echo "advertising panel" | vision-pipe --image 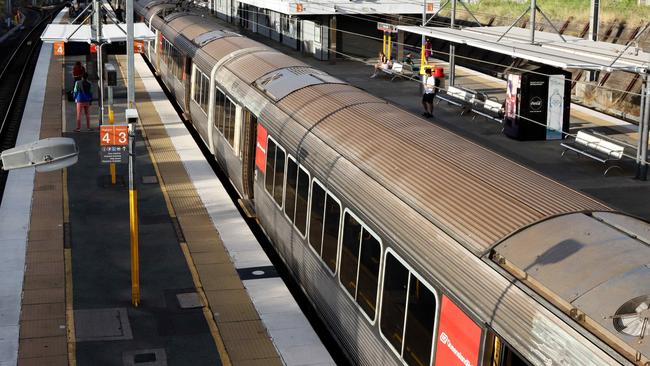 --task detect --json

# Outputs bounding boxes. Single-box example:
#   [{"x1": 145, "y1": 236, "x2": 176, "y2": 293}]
[
  {"x1": 546, "y1": 75, "x2": 564, "y2": 140},
  {"x1": 255, "y1": 124, "x2": 268, "y2": 174},
  {"x1": 505, "y1": 74, "x2": 521, "y2": 120},
  {"x1": 435, "y1": 295, "x2": 481, "y2": 366}
]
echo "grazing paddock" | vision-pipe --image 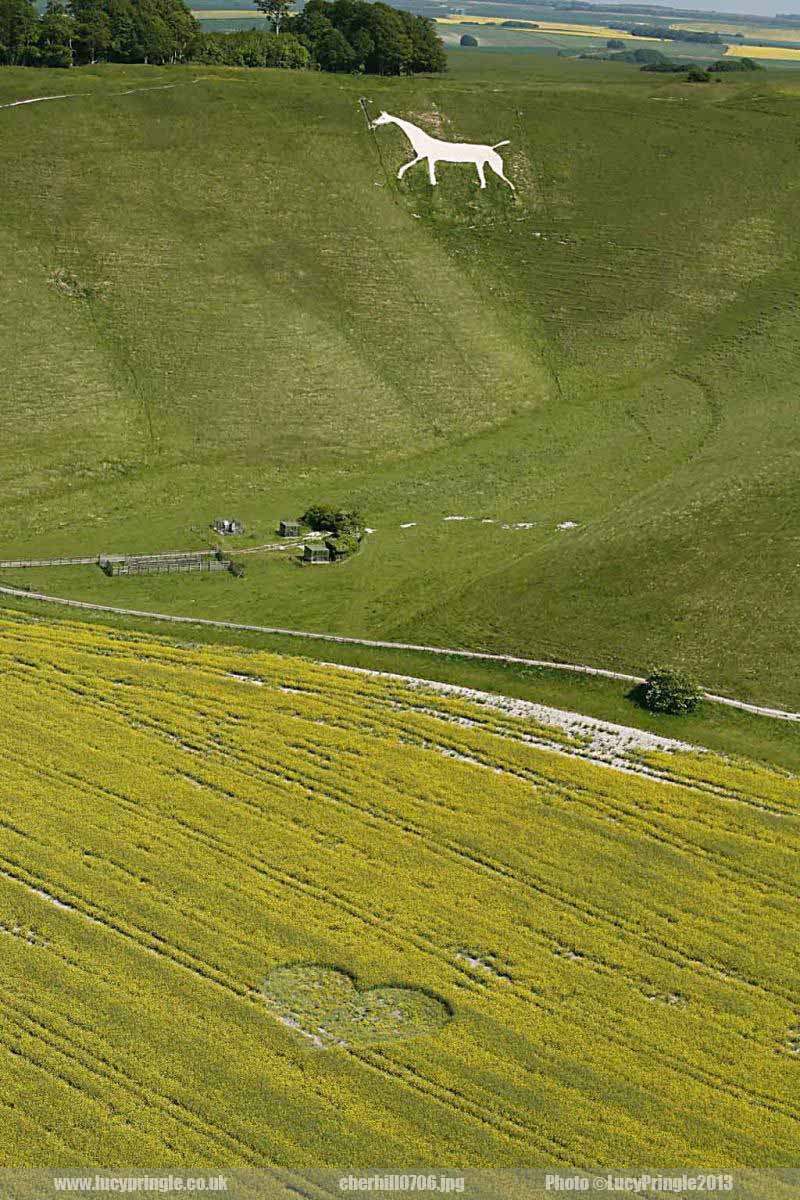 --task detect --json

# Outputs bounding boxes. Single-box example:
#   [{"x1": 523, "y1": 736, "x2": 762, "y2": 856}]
[{"x1": 0, "y1": 617, "x2": 800, "y2": 1168}]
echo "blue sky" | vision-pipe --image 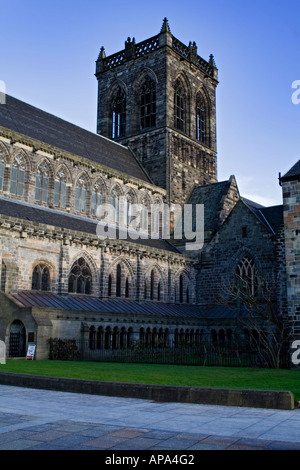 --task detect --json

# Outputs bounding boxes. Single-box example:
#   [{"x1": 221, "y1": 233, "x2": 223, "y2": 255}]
[{"x1": 0, "y1": 0, "x2": 300, "y2": 205}]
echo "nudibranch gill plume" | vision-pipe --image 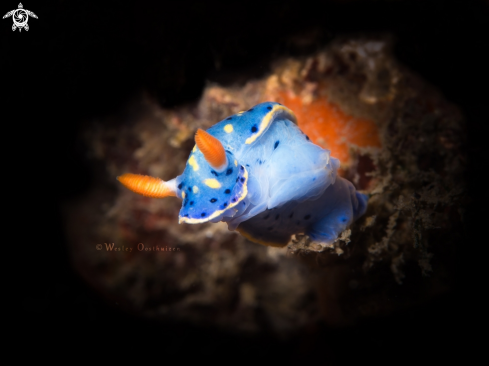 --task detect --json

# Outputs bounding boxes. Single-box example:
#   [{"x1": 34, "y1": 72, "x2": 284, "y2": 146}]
[{"x1": 118, "y1": 102, "x2": 367, "y2": 247}]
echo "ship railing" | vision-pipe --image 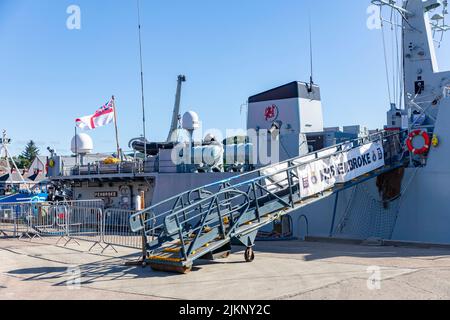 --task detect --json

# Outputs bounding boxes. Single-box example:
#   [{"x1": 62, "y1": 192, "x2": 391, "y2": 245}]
[
  {"x1": 130, "y1": 131, "x2": 407, "y2": 238},
  {"x1": 67, "y1": 161, "x2": 144, "y2": 176}
]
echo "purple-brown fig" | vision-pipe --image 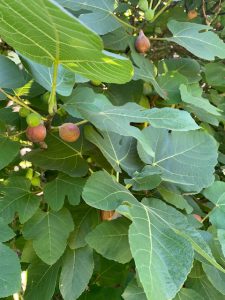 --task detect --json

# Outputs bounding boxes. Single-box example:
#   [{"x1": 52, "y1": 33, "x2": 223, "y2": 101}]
[
  {"x1": 26, "y1": 124, "x2": 46, "y2": 143},
  {"x1": 59, "y1": 123, "x2": 80, "y2": 143},
  {"x1": 135, "y1": 30, "x2": 151, "y2": 53}
]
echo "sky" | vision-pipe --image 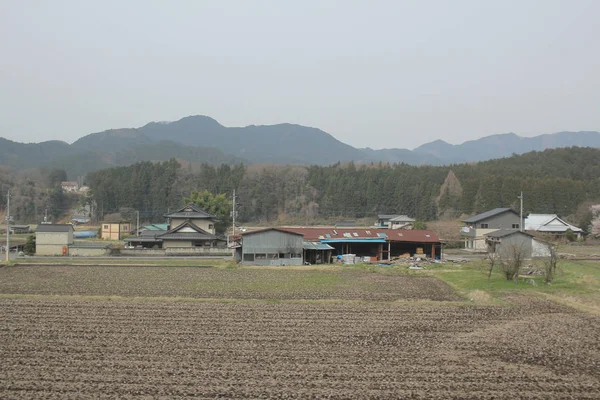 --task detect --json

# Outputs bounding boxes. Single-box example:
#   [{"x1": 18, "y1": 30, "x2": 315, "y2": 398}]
[{"x1": 0, "y1": 0, "x2": 600, "y2": 149}]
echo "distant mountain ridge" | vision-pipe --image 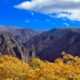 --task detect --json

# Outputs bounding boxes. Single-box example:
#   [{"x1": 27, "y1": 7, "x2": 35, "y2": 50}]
[{"x1": 0, "y1": 26, "x2": 80, "y2": 62}]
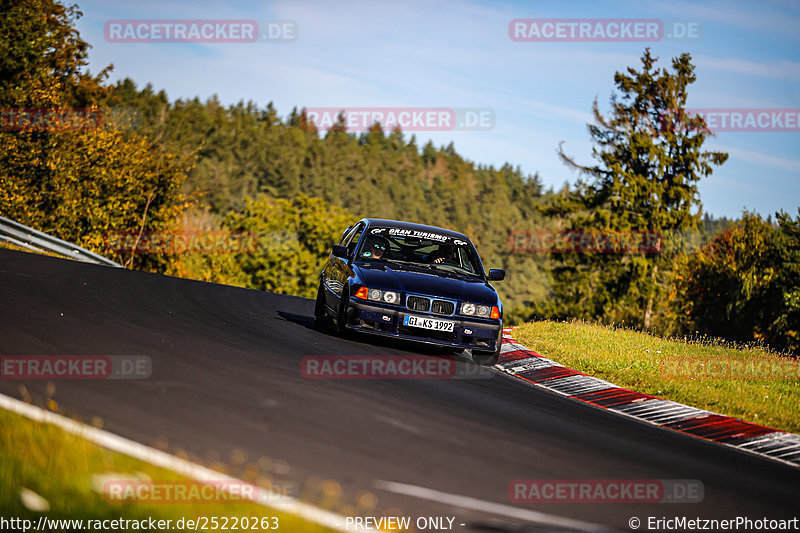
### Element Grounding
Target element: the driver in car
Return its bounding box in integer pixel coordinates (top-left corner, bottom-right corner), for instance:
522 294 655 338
361 235 389 259
430 244 455 265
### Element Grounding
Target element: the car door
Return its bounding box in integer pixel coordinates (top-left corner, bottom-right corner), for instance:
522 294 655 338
325 222 366 309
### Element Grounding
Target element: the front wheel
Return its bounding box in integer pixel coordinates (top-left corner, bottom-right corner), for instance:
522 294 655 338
336 286 350 337
314 281 330 329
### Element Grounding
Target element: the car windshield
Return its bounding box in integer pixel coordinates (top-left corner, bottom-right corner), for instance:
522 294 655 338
357 227 482 277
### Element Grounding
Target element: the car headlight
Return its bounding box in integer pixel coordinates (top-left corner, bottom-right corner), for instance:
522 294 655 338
461 302 500 318
355 287 400 304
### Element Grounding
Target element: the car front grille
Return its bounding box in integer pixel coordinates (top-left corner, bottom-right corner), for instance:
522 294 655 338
406 296 431 312
406 296 456 316
431 300 456 315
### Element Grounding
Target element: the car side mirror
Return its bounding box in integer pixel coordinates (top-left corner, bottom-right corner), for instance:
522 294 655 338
489 268 506 281
331 244 350 259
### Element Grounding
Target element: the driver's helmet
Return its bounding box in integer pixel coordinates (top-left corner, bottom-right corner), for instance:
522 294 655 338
361 235 389 257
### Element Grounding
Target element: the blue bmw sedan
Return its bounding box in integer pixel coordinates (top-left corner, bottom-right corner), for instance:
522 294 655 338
314 218 505 365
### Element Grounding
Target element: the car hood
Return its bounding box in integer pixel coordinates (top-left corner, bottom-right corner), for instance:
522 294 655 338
353 265 498 305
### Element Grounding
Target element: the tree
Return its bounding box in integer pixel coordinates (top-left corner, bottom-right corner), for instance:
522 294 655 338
674 210 800 353
224 195 358 298
549 49 728 328
0 0 191 269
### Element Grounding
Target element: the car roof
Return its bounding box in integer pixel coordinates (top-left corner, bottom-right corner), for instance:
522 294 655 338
361 218 470 241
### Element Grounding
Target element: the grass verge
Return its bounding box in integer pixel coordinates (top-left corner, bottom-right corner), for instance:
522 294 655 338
513 321 800 433
0 410 338 533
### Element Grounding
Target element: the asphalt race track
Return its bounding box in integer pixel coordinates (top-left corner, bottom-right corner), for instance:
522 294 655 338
0 250 800 532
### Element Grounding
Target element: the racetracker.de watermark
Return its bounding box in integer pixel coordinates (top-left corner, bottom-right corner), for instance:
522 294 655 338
300 355 494 379
0 107 141 131
509 230 662 254
102 479 297 504
676 108 800 133
305 107 496 133
103 19 299 43
508 18 703 43
660 355 800 381
508 479 704 503
0 355 153 379
105 230 274 255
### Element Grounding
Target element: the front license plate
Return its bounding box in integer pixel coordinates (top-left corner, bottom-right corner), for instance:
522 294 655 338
403 315 455 333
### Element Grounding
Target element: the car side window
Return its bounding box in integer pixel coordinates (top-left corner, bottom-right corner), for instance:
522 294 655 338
339 226 356 246
347 224 365 256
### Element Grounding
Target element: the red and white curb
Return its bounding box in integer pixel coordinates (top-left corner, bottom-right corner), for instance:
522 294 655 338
495 328 800 467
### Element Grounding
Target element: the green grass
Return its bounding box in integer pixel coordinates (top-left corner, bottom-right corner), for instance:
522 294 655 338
513 321 800 433
0 410 340 533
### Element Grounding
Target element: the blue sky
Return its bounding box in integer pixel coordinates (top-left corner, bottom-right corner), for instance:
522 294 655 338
72 0 800 217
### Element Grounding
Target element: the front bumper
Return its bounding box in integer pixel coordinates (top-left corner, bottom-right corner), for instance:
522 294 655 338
346 298 503 352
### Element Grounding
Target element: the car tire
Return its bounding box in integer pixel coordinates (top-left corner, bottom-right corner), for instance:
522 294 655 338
314 281 330 329
336 285 350 337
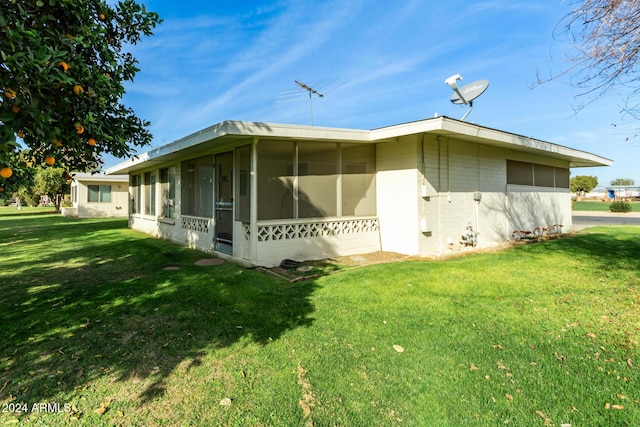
----
- YOUR TASK
Collect every line of the records above that contains the word "side", copying each one unchanged.

- TASK RESULT
Target element: the car side mirror
Target element: the car side window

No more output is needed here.